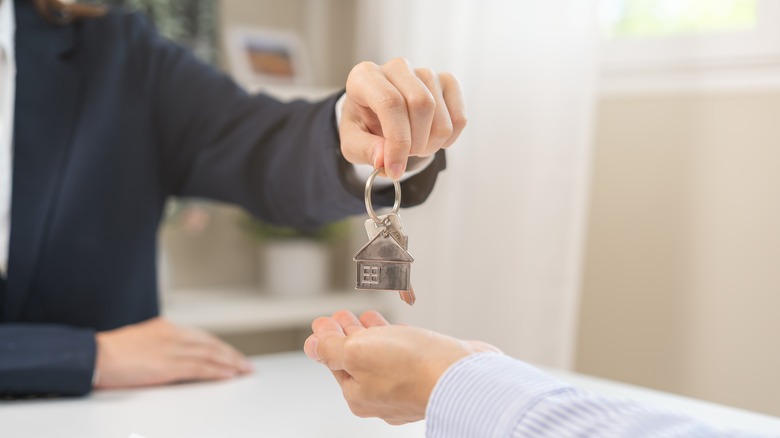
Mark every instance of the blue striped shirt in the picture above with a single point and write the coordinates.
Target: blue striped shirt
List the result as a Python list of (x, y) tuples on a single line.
[(492, 395)]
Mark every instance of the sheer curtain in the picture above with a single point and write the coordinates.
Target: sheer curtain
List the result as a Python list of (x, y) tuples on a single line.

******

Work required:
Please update the material above by replacing "Target" with "Object" everywhere it occurs, keeping every other word unchanged. Leave the pictures out of your copy.

Task output:
Mark every instance of the blue striped shirt in the picture above with a single point and write the coordinates.
Object: blue striped shirt
List the result as a Python list of (x, y) tuples on a single line.
[(492, 395)]
Mark every instance of the sheer curtain in the picture above with a single point and write the coordinates.
Object: sheer curtain
List the result as a Python list of (x, y) tuples on a single line.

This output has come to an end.